Give back all the entries below. Omit none of them.

→ **Data records**:
+--
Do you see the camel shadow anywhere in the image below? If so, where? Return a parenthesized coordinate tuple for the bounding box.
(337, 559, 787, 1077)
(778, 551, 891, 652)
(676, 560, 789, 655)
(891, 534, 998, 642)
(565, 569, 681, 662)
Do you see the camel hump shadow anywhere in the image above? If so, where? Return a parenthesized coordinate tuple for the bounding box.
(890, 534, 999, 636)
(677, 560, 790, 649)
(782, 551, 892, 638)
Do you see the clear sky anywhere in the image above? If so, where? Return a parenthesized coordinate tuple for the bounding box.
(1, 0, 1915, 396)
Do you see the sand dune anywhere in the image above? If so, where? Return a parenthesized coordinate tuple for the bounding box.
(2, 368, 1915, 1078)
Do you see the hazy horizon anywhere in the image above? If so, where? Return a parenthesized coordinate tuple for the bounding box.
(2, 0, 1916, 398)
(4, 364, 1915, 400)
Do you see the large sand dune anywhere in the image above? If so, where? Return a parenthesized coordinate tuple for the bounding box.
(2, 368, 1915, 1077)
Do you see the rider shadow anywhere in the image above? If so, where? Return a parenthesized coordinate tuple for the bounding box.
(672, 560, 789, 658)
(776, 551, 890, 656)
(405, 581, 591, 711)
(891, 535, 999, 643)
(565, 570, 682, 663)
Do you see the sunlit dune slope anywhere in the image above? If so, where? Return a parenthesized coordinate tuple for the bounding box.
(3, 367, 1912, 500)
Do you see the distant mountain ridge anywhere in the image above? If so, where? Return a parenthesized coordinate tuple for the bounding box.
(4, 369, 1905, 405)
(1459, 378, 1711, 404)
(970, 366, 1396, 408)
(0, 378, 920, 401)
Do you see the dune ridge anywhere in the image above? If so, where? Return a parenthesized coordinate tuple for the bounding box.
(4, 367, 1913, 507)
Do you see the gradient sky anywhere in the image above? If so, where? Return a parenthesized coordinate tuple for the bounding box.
+--
→ **Exercise response**:
Do you see the camel shadow anywhere in the image below? If so, where? Return a parenthesized coordinate tuple for the bounding box.
(337, 559, 787, 1077)
(778, 551, 891, 652)
(676, 560, 789, 655)
(891, 534, 998, 642)
(565, 569, 681, 662)
Do you see the camel hump shadow anywhere in the image above? If so, where? Return a parenthesized coordinate tuple for the bounding box.
(890, 534, 999, 636)
(677, 560, 790, 649)
(782, 551, 892, 638)
Do you see the clear sky anywhere in the image above? If so, where? Return a parenthesized coordinate tuple for the bounding box.
(1, 0, 1915, 396)
Do you see the sand dune anywhere in the image above? If so, where? Return a parenthesized coordinate tuple for the bounding box.
(2, 368, 1915, 1078)
Do you see the hazy horizon anywhere in the image above? If so, where? Return a parenthesized coordinate tuple for the bounding box.
(2, 0, 1916, 398)
(4, 364, 1915, 400)
Do you see the large sand dune anywhere in the image above? If so, where? Return a parenthesized coordinate tuple for the bounding box.
(2, 368, 1915, 1077)
Do you see the rider shadow anywhere in the image above? If so, where? Return a parenthesized coordinate tuple for the bounding box.
(672, 560, 789, 658)
(776, 551, 890, 656)
(405, 581, 591, 711)
(891, 535, 999, 643)
(565, 570, 682, 663)
Do you see the sunlit dune slope anywhere in the image above? If so, where? Return a parenthesized coordinate tuple for the bounding box.
(3, 367, 1912, 500)
Do you see the distant mountain ridge anywhere in the image above? If so, where? Return a parenthesized coordinate tuple for the bounding box.
(4, 369, 1905, 405)
(1459, 378, 1711, 404)
(970, 366, 1396, 408)
(0, 378, 920, 401)
Do you see the dune ridge anywhere in the image above? If so, where? Return a parenthesized coordinate tuple for the bounding box.
(4, 367, 1913, 507)
Do you see the gradient sky anywhere in the image above? If so, where? Return a parenthesized coordinate tuple for the bounding box.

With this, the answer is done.